* YOUR GOAL
Please duplicate the records below word for word, from the line that contains "Target: knuckle" through the line that contains "[(31, 62), (486, 60)]", and give back only those lines.

* SUPPLIED RECORDS
****************

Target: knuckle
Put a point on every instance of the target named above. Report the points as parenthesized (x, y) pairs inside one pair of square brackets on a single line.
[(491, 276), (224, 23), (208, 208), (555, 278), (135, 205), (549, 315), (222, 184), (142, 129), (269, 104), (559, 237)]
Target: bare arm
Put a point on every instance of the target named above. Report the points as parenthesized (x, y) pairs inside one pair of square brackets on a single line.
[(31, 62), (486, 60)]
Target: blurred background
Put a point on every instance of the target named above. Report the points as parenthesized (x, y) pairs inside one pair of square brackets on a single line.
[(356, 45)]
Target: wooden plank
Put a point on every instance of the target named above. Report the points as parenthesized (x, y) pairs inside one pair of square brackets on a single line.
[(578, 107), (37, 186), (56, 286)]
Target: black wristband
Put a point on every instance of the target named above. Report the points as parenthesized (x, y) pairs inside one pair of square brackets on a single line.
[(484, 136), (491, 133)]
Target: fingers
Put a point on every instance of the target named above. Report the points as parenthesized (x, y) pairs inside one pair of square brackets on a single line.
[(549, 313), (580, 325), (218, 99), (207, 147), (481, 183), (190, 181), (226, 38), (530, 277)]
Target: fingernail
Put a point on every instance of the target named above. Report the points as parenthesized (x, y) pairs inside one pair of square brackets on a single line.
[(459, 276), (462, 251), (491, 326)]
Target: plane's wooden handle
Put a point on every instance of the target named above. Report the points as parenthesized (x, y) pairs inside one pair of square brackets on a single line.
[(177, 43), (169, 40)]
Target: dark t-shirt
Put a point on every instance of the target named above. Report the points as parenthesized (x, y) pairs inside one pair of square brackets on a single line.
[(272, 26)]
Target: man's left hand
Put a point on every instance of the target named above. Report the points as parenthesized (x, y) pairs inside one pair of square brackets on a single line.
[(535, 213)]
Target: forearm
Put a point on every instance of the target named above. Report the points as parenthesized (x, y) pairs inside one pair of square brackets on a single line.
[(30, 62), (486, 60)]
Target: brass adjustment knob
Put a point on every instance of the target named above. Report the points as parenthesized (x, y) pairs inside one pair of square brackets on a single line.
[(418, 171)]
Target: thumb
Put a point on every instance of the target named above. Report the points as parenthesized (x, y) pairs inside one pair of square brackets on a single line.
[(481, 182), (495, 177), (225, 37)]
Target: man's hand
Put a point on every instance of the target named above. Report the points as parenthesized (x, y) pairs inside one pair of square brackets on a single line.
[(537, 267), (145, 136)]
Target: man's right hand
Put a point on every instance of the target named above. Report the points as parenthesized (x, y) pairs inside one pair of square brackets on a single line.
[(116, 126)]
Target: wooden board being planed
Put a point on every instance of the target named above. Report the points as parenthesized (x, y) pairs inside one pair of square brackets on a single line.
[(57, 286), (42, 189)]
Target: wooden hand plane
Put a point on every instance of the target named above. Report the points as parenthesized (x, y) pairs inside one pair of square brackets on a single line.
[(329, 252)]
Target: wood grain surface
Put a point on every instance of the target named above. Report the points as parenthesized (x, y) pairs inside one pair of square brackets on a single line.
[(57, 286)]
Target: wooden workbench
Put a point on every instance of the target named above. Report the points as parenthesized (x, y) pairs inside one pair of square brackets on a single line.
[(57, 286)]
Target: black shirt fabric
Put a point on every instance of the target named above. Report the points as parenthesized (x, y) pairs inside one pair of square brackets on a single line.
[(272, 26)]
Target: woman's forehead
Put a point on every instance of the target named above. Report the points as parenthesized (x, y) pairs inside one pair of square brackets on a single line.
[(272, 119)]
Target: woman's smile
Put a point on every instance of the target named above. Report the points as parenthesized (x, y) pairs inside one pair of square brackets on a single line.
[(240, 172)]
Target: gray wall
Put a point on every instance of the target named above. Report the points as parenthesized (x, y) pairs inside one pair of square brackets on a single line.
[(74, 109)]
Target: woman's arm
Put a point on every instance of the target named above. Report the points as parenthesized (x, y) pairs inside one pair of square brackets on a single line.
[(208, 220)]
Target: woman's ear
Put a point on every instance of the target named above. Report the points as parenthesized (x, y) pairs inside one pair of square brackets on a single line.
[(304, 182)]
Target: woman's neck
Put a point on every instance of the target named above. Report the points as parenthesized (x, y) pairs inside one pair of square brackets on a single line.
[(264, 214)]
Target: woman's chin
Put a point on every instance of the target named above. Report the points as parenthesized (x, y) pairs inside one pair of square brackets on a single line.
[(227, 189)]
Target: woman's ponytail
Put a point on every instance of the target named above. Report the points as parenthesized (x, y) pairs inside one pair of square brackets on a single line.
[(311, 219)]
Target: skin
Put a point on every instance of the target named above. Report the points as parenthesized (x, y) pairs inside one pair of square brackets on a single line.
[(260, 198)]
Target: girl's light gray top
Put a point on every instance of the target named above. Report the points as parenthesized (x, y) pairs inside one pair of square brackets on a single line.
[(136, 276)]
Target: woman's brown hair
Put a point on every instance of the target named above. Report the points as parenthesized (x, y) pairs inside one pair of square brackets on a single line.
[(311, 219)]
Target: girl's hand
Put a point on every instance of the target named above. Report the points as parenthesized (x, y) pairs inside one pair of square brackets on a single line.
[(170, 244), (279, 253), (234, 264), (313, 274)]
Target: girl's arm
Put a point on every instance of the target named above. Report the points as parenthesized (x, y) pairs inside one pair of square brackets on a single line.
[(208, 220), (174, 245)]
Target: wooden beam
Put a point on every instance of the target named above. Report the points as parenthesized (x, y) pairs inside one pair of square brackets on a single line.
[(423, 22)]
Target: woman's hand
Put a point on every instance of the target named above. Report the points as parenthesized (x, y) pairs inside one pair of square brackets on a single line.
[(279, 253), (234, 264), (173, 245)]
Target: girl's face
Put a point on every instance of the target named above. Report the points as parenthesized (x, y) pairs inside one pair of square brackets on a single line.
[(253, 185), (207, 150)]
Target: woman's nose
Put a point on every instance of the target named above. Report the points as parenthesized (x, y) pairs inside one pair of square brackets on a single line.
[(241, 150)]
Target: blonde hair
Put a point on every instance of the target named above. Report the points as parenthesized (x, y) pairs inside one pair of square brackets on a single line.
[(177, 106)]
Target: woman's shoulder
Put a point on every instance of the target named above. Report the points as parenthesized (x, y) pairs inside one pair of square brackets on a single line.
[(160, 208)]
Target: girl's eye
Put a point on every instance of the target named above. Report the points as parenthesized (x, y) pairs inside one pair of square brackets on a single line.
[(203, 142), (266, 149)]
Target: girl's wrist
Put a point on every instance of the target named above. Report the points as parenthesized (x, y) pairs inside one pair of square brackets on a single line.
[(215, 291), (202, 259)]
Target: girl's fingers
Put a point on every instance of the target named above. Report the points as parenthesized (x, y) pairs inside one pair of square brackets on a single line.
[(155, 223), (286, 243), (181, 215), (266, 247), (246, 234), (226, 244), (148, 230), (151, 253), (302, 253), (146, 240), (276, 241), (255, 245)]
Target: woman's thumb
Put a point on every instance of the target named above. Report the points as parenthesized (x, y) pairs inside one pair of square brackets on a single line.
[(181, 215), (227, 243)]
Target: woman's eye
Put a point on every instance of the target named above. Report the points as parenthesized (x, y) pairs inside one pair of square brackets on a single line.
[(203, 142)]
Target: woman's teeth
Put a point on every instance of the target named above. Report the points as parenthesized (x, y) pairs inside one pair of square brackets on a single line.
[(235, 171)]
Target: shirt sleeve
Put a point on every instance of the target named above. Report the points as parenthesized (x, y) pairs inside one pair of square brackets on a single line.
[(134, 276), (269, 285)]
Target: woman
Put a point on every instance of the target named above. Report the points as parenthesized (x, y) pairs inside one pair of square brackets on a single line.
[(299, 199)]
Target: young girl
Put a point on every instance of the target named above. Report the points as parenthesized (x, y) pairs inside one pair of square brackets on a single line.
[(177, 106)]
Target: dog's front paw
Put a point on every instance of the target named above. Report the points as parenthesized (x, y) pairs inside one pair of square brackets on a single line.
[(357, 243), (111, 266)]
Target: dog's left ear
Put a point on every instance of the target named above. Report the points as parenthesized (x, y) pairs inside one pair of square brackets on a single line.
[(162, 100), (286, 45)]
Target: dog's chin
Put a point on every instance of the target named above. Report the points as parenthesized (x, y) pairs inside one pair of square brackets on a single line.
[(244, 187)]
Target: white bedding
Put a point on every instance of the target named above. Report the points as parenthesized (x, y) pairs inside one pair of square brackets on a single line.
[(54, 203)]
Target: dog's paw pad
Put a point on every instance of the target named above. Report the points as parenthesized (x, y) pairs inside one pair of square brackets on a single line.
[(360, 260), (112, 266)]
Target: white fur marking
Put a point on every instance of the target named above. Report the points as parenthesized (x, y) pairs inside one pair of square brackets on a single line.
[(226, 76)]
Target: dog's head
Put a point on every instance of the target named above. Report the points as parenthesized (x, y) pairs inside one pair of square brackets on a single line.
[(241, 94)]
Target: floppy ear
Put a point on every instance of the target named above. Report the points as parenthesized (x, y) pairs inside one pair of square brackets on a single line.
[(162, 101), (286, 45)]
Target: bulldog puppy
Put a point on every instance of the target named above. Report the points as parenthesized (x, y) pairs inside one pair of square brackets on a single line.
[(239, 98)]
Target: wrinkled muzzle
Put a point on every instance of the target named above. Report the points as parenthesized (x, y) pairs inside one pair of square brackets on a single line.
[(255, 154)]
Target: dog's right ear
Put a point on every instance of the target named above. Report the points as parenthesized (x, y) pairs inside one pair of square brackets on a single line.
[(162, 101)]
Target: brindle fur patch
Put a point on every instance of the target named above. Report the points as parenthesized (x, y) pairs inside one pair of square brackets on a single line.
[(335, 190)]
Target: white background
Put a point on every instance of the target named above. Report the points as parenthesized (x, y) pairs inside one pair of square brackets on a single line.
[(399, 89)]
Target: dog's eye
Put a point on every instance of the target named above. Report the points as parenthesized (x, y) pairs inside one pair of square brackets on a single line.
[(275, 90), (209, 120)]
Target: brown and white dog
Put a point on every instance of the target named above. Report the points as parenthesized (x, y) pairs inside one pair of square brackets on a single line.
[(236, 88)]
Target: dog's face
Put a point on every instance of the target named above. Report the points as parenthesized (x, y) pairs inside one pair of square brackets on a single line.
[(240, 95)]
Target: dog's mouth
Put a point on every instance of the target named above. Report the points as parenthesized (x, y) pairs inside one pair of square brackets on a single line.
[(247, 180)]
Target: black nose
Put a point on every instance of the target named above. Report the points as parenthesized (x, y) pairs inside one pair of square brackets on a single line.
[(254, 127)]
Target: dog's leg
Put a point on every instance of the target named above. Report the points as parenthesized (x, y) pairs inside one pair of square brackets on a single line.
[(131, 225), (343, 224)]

****************

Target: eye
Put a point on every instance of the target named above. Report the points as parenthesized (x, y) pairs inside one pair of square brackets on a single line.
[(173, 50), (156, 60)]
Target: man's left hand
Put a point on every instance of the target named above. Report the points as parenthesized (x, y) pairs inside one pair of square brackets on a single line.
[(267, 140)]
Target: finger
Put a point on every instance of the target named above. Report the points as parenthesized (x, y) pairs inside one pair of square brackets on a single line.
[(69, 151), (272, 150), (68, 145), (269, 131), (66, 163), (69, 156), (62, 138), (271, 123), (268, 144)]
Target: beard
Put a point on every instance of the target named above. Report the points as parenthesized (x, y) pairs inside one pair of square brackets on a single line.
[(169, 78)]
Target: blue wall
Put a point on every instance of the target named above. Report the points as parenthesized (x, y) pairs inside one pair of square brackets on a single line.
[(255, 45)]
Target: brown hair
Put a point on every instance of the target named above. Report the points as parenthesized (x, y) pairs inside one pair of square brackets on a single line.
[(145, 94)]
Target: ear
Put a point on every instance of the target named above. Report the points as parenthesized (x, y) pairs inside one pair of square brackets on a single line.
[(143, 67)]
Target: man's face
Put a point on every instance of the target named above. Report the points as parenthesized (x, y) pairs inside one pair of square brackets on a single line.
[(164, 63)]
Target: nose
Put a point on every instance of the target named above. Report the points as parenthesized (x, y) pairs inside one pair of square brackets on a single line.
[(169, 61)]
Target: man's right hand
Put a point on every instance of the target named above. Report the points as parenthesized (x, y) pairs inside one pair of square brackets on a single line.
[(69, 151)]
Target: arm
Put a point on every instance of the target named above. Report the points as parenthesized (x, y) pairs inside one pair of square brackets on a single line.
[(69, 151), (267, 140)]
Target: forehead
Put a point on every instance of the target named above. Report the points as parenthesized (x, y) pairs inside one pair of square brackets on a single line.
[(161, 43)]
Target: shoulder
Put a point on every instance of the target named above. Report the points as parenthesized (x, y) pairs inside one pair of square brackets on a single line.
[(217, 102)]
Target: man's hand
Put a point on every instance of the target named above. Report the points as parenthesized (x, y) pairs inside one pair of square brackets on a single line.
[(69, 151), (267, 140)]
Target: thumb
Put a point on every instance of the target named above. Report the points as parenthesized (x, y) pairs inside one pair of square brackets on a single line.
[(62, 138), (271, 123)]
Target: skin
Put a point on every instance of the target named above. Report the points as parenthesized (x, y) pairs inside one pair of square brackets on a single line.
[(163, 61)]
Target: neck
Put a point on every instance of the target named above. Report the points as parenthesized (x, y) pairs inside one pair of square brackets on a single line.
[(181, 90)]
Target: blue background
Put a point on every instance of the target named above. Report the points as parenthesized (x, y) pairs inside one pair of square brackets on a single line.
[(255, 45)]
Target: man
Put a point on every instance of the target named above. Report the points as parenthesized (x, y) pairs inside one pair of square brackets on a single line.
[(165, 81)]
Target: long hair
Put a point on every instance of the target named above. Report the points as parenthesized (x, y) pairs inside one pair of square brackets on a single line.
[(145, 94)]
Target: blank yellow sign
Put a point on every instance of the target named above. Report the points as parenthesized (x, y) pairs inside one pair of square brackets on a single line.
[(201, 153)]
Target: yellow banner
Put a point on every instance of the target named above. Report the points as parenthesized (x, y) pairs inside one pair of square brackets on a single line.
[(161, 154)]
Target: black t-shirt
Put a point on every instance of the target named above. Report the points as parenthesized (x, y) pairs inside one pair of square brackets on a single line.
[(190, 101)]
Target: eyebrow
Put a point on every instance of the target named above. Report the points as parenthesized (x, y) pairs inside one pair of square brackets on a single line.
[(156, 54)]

****************

* CORRECT ANSWER
Target: knuckle
Put a point on every instance of the target named above. Report the points as parenthesized (x, y) pairs inside one pair of square brackets on a single line.
[(491, 276), (224, 23), (208, 208), (555, 278), (135, 205), (549, 315), (222, 184), (142, 129), (269, 104), (559, 237)]
Target: bare arm
Put a point on every instance of the target named above. Report the points as parenthesized (x, y) pairs inside one pair of square brackets on a single line.
[(31, 62), (486, 60)]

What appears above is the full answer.